The basic implementation of the waypoint updater subscribes to the /base_waypoints
and /current_pose
topics and publishes the next 200 waypoints, starting from the ego position to the topic /final_waypoints
.
To do so, the waypoint updater node searches for the closest waypoint with respect to our current position. Once the index within the base waypoints array has been found, we slice the waypoints to a maximum of 200 and publish those using the final waypoints topic.
The actual content of each waypoint include the pose (position and orientation) and twist (linear and angular velocities).
The desired longitudinal speed is set to the target speed obtained from /waypoint_loader/velocity
parameter which is eventually consumed by the waypoint follower (not part of the project tasks).
Since this approach ignores obstacles and traffic lights, an improvement has been developed which also takes stop points into account.
The full updater enhances the basic updater by enabling the car to vary its speed and allowing to stop in front of traffic lights.
The major change is that the target velocity is not constant anymore but derived from the target stop point.
A target stop point can be a red traffic light as obtained from the traffic light detection node.
The information comes in a form of a global waypoint index at which the car is about to stop. A -1
indicates no need for a stop (either no traffic light or a green one).
To come to a smooth and safe stop in front of a red traffic light, a target velocity trajectory is generated with a linear decrease of speed from the current waypoint velocity to zero. We define the notion of a "comfort braking" with an approximate deceleration of 1.5 m/s^2
.
This is the basis to calculate the distance at which a deceleration maneuver is started to gain a smooth braking.
In addition, a maximum allowed velocity is derived from the comfort braking deceleration value at which we actually achieve a full stop.
If the current velocity tops the maximum velocity, we allow for a "progressive braking" which decelerates faster until we reach the max allowed speed.
The drive by wire node is responsible for turning desired velocities into actual commands, like braking and steering, the car can understand.
In addition, it needs to decide whether the DBW system shall get activated or not. This is communicated via the /dbw_enabled
topic.
For safety reasons, the DBW system only published actuator commands when the system is intended to be active.
The controller task can be divided into two tasks: longitudinal and lateral control.
There is a PID implementation used for the longitudinal control which maintains the speed of the vehicle.
The output is a periodically sent value via the /throttle_cmd
topic and the /brake_cmd
command, respectively.
The error used for the PID input is the difference between the current and the desired longitudinal speed.
The desired longitudinal speed is published by the waypoint follower in the /twist_cmd
command topic, the current velocity via /current_velocity
.
For both longitudinal commands, throttle and braking, the same PID is used.
Whenever the PID returns a positive value, meaning the current speed is lower than the desired one, we want to accelerate the car.
The controller output is scaled to comply the requirement of a throttle value between 0.0 and 1.0. Therefore, a soft scaling using a tanh
is employed.
Accordingly, a negative controller output means breaking and the same post-processing step is applied, scaling the breaking value to a feasible range between 0.0 and roughly 1000Nm; latter obtained from a calculation including the max brake torque, vehicle mass, wheel radius and deceleration limit. To further smooth the breaking, a low pass filter is additionally applied.
For our implementation, the provided PID suffices our needs and was used without modifications. Since the PID controller has a static I-component, a PID reset is triggered when DBW is not active.

****************

## WRITTEN REQUEST 1
Write out the portion of the passage on waypoint updating and drive-by-wire control starting at "To do so, the" and ending at "and angular velocities).".
## WRITTEN REQUEST 2
Carry the passage on waypoint updating and drive-by-wire control further, beginning after its final sentence.

****************

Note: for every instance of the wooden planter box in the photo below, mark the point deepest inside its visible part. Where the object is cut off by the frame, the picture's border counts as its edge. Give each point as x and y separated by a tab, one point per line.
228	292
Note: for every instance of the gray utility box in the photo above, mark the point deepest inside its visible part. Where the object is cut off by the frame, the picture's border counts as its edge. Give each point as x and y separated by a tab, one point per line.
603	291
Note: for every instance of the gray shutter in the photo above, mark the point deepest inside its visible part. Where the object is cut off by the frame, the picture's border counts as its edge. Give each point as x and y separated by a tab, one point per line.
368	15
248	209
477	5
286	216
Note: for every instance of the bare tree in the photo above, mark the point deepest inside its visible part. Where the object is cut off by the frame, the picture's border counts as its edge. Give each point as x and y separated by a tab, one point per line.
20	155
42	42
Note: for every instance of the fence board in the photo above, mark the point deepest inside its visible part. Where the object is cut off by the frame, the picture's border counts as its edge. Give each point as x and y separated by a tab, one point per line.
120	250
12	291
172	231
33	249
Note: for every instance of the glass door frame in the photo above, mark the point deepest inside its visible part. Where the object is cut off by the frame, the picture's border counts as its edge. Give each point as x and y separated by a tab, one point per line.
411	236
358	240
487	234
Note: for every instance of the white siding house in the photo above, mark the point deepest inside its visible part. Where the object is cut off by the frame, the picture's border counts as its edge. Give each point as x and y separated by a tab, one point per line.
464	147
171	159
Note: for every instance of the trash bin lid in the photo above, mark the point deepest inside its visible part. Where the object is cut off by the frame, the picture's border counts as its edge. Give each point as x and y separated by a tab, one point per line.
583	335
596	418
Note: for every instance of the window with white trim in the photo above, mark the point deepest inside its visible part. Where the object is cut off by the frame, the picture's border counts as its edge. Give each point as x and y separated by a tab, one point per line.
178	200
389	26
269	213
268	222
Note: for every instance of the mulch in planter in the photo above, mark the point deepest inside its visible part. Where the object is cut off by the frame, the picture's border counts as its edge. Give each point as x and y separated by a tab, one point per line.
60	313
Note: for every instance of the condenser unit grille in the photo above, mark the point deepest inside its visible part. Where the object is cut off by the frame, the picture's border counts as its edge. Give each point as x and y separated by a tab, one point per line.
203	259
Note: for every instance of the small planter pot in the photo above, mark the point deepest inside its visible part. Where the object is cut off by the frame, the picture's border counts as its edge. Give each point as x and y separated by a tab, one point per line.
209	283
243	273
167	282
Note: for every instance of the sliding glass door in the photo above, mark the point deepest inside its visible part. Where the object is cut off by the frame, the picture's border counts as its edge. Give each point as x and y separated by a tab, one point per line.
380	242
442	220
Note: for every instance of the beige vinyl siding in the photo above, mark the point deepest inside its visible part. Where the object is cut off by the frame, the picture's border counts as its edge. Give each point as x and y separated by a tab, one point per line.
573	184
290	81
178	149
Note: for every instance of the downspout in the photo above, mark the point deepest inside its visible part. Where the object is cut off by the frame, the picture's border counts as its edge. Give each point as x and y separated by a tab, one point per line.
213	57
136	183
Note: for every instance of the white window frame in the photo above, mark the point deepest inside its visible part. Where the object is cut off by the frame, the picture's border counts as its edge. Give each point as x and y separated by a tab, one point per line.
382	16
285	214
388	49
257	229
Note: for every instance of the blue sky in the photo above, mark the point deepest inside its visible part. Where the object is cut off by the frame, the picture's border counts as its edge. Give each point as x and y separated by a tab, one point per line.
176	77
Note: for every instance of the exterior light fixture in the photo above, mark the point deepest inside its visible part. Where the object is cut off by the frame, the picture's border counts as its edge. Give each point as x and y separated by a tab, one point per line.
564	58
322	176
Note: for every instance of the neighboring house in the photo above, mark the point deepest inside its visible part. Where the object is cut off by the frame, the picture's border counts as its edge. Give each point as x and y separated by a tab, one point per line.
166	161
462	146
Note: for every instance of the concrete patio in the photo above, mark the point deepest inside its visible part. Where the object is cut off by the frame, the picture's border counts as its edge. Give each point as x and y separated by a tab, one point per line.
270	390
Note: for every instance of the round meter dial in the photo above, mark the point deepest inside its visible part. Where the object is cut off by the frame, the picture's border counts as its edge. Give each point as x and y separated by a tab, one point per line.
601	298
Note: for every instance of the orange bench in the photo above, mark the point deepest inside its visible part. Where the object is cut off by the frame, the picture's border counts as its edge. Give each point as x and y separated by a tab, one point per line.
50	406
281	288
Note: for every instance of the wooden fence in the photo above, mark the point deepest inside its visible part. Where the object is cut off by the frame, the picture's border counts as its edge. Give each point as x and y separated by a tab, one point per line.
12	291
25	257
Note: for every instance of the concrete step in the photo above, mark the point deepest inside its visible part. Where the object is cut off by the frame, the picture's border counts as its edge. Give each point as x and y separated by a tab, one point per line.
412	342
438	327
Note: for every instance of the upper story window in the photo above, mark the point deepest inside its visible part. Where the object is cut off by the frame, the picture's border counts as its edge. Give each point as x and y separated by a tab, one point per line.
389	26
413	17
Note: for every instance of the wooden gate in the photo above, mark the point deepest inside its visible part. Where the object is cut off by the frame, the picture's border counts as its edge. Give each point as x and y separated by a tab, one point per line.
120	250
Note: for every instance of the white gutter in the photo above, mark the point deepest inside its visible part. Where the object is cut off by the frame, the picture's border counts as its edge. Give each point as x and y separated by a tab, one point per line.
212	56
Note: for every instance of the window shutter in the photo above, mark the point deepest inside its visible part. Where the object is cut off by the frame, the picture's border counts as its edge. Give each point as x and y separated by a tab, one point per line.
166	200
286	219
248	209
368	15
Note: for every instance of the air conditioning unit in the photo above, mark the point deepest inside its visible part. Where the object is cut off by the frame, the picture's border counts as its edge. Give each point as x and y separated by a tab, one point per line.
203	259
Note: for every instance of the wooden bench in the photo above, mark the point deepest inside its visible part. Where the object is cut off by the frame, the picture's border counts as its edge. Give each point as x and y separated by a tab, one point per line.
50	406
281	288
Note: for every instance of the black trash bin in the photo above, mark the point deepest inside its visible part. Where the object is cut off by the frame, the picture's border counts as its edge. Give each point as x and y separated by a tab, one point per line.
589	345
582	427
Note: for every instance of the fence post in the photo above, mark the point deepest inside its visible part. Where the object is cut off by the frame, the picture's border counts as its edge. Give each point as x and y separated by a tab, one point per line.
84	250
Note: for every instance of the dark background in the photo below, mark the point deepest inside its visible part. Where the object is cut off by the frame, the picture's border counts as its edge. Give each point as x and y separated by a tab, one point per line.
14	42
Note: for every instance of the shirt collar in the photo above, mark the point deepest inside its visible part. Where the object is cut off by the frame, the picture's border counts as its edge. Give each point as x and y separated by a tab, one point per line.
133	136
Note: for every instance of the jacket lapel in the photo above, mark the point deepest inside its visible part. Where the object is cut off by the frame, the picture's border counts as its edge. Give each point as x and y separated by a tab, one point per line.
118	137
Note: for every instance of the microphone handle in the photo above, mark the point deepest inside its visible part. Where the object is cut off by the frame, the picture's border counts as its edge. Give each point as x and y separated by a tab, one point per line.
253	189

****************

## OUTPUT 1
To do so, the waypoint updater node searches for the closest waypoint with respect to our current position. Once the index within the base waypoints array has been found, we slice the waypoints to a maximum of 200 and publish those using the final waypoints topic.
The actual content of each waypoint include the pose (position and orientation) and twist (linear and angular velocities).

## OUTPUT 2
Likewise the PID controller, a yaw controller is used to create actual steering commands.
The output is a periodically sent value via the /steering_cmd
topic.
Since the steering is inheritably more depended on the actual waypoints, deviations could be observed more evidently.
Problems during development were in particular the bad performance of the whole chain when running in the simulator.
Counter measurements were taken in the waypoint updater b y decoupling the reception of the position message from the updating of the final waypoints.
Internally the yaw controller uses the current velocity, angular velocity and linear velocity to compute an angle for the steering wheel. This angle then translated to the steering command and was published.
To further smooth the control, a the same low pass filter as used for the braking value has been applied. Also here, the provided yaw controller suffices our needs and was used straight away.
Traffic light detection is done whenever the vehicle approaches points known to have traffic lights. The purpose is simple: detect via optical analysis what the state of the traffic light is. If the traffic light is found to be red, this will be notified to other nodes so they can initiate a stopping maneuver. The output of this node is simply an integer number which will tell which of the base waypoints ahead of us has a stop sign in display. If no stop sign is ahead of us, then the special value -1
is sent to the topic.
The vehicle, both in the simulator as well as Udacity's Carla, has a camera mounted in the front side of the dash so as to obtain color images that are fed to the traffic light detection node. The camera images are only processed when the car is in the vicinity of a known location of a traffic light.
Traffic light locations are specified in configuration files to ROS, located in the traffic light detection directory.
sim_traffic_light_config.yaml
is used for the highway simulator,site_traffic_light_config.yaml
is used for Carla in the real world, and for the parking lot simulator.
Besides containing the traffic light location in the known map, the configuration files contains relevant data regarding camera configuration and file names for the weights to be used in our traffic light classification neural network.
Finally, the traffic light detection node could not operate without consuming streams from the following topics:
/current_pose
: used in order to obtain the vehicle's current position in the map./base_waypoints
: used in order to calculate the closest waypoints to the vehicle's current position. Also, the output of this node is an index number to the base waypoints./image_color
: used in order to obtain a snapshot image from the vehicle's dash camera.
The traffic light detection node's computation will be output to the /traffic_waypoint
topic.
Note that this node also subscribes to the /vehicle/traffic_lights
topic, which during development time is used to obtain "ground truth" data about the state of the traffic lights. This enabled the team to continue working on downstream processes as if the classifier was functional while other team members worked on the classification problem.
The traffic light detection node is split in two main parts:
- Traffic light recognition: in regards to the known data (such as traffic light locations) and the vehicle's state.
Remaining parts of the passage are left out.